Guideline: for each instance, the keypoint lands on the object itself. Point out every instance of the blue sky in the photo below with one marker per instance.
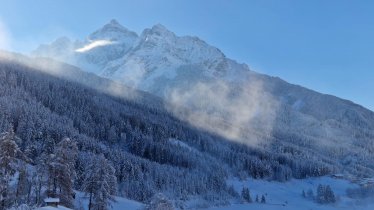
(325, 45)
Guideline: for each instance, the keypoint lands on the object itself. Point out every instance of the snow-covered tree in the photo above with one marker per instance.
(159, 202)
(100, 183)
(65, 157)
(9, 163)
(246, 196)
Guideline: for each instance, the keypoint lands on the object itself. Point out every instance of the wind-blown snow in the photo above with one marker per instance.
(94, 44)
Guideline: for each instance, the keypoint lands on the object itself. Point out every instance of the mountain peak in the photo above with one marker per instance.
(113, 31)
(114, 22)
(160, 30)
· · · ·
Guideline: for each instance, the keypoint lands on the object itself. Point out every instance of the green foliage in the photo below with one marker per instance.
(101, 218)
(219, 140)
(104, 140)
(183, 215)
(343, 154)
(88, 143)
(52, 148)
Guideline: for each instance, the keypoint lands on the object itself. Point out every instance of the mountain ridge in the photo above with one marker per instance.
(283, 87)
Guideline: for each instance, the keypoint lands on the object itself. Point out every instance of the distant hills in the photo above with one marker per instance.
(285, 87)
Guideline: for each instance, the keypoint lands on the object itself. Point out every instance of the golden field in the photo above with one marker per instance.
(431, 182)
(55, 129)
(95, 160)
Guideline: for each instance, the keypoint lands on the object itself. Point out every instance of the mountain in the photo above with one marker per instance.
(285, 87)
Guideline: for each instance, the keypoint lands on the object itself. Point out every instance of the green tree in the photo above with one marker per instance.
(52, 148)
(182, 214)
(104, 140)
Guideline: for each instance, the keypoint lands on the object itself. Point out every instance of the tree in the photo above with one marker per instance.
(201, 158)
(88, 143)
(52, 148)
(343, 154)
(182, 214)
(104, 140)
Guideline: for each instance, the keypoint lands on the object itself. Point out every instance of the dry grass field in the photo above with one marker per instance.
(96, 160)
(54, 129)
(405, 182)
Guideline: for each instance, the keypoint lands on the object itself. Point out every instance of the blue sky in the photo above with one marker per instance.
· · · ·
TASK ITEM
Using the entries above, extract exactly the span from the line with "of the distant" to the line with "sky in the photo above", both lines included; leave out everything else.

PROBLEM SOLUTION
Guideline: for each instance, the keypoint lands on the object itself. Point out every instance of the distant hills in the photo above with one marker per instance.
(285, 87)
Guideline: for each instance, the keypoint lands on the object itself. Point out every instance of the golden field in the photo above with one marker per instance.
(431, 182)
(55, 129)
(95, 160)
Guideline: for each instance, the keypoint lands on the object itself. Point out every instance of the mountain in the photo above with one marker per instance.
(285, 87)
Guideline: for each instance, the keypoint lands on the object itself. Point out every instance of the green tree in the photo above with one marker per instance.
(52, 148)
(182, 214)
(104, 140)
Guideline: for each instance, the keypoint lands on the object itself. Point out every instance of the tree in the photo above with one marker per instance.
(201, 158)
(88, 143)
(52, 148)
(343, 154)
(182, 214)
(104, 140)
Guideline: for each instance, the keypoint lands on the object itself. Point out every instance of the dry grass field in the photo above with one marker per instance.
(96, 160)
(54, 129)
(405, 182)
Guideline: for each instance, the keypoint lands on the object itself. Point out every instance of the blue sky in the photo above with one marker per instance.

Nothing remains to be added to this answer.